Supplied passage:
A 16-year-old boy has been charged with being an accomplice in the shooting death last month in St. Paul, the underlying case behind a predawn police raid in downtown Minneapolis that killed Amir Locke three weeks ago.
2nd teen charged in homicide that prompted police raid that killed Amir Locke
Charges say the 16-year-old was at the scene in St. Paul, where Locke's teenage cousin shot Otis Elder.
Feysal J. Ali, of Minneapolis, was charged Tuesday in a juvenile petition filed in Ramsey County with two counts of aiding and abetting second-degree murder in the death of Otis R. Elder, 38, as the man sat in his vehicle.
County prosecutors said they intend to have Ali certified to be prosecuted as an adult. Authorities issued a warrant for Ali's arrest.
Charged earlier with being the shooter was 17-year-old Mekhi Speed, who was living in a different unit of the Bolero Flats Apartment Homes at 1117 S. Marquette Av. but had access to the unit where police barged in Feb. 2 and shot the 22-year-old Locke, who emerged from under a blanket with gun in his hand. Speed and Locke are cousins.
Investigators allege that Ali's cellphone was at the scene of the shooting and near the apartment building where Locke was shot, according to the charges.
The charges also say that police found Ali's fingerprints on a stolen vehicle that he and Speed used to flee to downtown Minneapolis after the shooting.
Also, his DNA was recovered from a jacket that investigators say was being worn by someone sitting next to Elder when he was shot, the charges added.
His DNA was found to match a sample on file in a "convicted offender database," the charges continued.
According to Ramsey County prosecutors:
On the night of Jan. 10, officers answered a 911 call in St. Paul's Hamline-Midway neighborhood and found Elder in the street wounded in the back outside a music recording studio in the 500 block of N. Prior Avenue. The Minneapolis man died about 30 minutes later at Regions Hospital.

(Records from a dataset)
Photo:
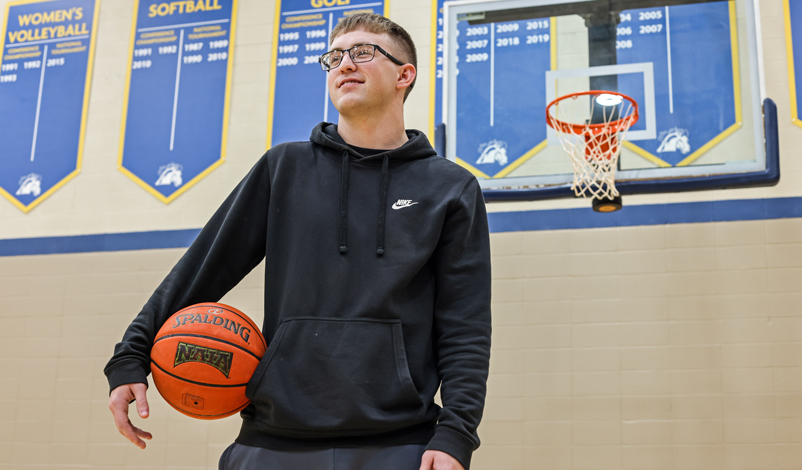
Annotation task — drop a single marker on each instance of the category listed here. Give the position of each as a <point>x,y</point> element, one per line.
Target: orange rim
<point>579,129</point>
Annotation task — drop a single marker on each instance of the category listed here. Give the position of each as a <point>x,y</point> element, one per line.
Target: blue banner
<point>299,96</point>
<point>793,44</point>
<point>175,112</point>
<point>45,72</point>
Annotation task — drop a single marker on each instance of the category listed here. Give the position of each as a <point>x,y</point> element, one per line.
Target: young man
<point>377,284</point>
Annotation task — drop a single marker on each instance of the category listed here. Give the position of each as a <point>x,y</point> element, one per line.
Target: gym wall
<point>646,346</point>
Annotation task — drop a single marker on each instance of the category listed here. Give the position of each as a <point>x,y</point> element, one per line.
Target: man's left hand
<point>436,460</point>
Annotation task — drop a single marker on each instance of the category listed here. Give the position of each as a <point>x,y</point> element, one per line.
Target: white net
<point>591,127</point>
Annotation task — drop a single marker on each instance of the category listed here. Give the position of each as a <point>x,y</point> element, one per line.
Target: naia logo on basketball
<point>494,151</point>
<point>220,360</point>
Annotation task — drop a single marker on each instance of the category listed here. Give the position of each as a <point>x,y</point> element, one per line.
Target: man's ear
<point>406,76</point>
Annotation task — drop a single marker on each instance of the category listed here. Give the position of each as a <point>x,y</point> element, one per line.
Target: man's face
<point>363,86</point>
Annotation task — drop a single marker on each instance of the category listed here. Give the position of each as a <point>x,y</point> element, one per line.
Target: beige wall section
<point>663,347</point>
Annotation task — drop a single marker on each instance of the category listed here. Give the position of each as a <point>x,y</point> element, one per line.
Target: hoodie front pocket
<point>332,376</point>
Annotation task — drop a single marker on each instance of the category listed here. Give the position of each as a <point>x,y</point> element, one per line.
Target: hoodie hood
<point>417,147</point>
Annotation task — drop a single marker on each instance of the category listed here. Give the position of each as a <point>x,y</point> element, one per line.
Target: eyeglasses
<point>359,53</point>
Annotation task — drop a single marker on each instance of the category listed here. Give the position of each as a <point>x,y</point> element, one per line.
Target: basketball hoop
<point>594,143</point>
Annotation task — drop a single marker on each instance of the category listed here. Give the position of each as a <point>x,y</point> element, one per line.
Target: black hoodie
<point>377,289</point>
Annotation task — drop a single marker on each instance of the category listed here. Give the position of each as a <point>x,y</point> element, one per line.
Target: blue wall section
<point>524,221</point>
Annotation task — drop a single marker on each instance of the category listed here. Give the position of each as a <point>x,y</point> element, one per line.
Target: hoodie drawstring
<point>383,188</point>
<point>344,205</point>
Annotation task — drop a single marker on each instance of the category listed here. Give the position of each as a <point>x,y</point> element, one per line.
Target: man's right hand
<point>119,400</point>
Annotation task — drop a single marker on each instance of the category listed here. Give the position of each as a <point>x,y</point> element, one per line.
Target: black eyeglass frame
<point>350,52</point>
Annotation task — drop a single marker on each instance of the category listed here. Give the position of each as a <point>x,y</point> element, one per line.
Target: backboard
<point>693,66</point>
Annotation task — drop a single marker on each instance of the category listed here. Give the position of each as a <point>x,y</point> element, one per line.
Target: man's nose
<point>346,63</point>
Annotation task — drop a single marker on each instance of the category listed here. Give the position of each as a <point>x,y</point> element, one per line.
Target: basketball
<point>203,357</point>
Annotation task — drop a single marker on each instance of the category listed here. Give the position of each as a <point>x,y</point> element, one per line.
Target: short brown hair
<point>377,24</point>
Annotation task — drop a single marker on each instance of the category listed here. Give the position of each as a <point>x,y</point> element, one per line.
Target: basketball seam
<point>195,335</point>
<point>226,413</point>
<point>194,382</point>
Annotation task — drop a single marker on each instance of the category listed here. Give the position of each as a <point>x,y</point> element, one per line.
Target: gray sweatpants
<point>240,457</point>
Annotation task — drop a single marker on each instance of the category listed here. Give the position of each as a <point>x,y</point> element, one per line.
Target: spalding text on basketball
<point>234,327</point>
<point>220,360</point>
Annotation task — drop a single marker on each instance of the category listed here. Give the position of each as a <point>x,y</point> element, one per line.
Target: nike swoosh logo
<point>396,206</point>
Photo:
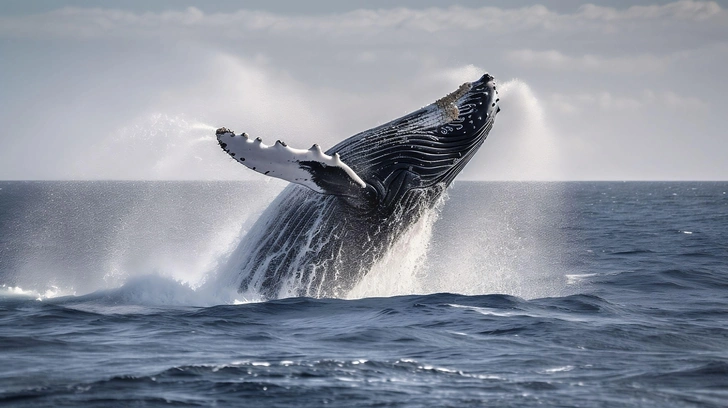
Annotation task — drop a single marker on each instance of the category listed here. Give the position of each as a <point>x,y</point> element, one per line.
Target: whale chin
<point>349,204</point>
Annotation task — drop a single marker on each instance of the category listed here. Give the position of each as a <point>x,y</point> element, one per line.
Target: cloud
<point>92,23</point>
<point>555,60</point>
<point>608,101</point>
<point>684,9</point>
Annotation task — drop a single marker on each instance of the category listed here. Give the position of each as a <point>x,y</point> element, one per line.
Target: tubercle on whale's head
<point>429,147</point>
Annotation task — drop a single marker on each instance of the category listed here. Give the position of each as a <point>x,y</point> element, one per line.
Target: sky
<point>607,90</point>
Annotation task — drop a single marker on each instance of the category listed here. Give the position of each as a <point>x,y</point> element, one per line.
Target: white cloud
<point>683,9</point>
<point>608,101</point>
<point>622,64</point>
<point>92,23</point>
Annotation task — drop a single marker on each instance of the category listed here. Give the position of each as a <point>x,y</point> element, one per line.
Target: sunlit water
<point>509,294</point>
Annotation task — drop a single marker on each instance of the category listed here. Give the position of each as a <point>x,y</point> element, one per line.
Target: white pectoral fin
<point>311,168</point>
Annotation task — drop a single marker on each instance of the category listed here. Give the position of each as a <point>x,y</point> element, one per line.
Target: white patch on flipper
<point>280,160</point>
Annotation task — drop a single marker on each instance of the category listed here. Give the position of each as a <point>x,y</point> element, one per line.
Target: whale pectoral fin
<point>311,168</point>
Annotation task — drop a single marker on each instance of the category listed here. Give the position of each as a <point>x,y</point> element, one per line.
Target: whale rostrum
<point>349,204</point>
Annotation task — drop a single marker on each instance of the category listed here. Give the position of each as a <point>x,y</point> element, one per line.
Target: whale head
<point>426,149</point>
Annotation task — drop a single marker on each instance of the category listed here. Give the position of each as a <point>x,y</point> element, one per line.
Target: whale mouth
<point>433,144</point>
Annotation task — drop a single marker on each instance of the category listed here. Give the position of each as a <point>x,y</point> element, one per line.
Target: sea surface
<point>583,294</point>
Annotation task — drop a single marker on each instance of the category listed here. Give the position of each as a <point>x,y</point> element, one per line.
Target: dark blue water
<point>571,294</point>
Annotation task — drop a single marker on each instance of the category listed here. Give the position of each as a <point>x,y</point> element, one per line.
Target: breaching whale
<point>346,206</point>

Your assignment: Please continue the news article about the charges in Otis Elder's shooting death, picking up after its final sentence.

Result of the task:
A person speaking with Elder on the phone just before he was shot told police that "it sounded like Elder was conducting a drug transaction [and] the phone call then abruptly ended," according to the charges.
As their investigation progressed, St. Paul police filed applications for search warrant affidavits for three Bolero Flats apartments.
Locke, who was not a target of the investigation, was sleeping in the apartment of relatives when a Minneapolis police SWAT team burst in shortly before 7 a.m. Feb. 2.
Video from an officer's body camera showed police rushing inside and yelling "Search warrant!" as Locke lay under a blanket on the couch. An officer kicked the couch, Locke stirred, holding a firearm in his right hand. He was shot by officer Mark Hanneman, the fatal moment happening within seconds.
The state Bureau of Criminal Apprehension is investigating Locke's death and will turn over its findings to a prosecution team led by state Attorney General Keith Ellison for consideration of charges against the officer.
Police began looking for Speed on Jan. 24 and found him about two weeks later in Winona.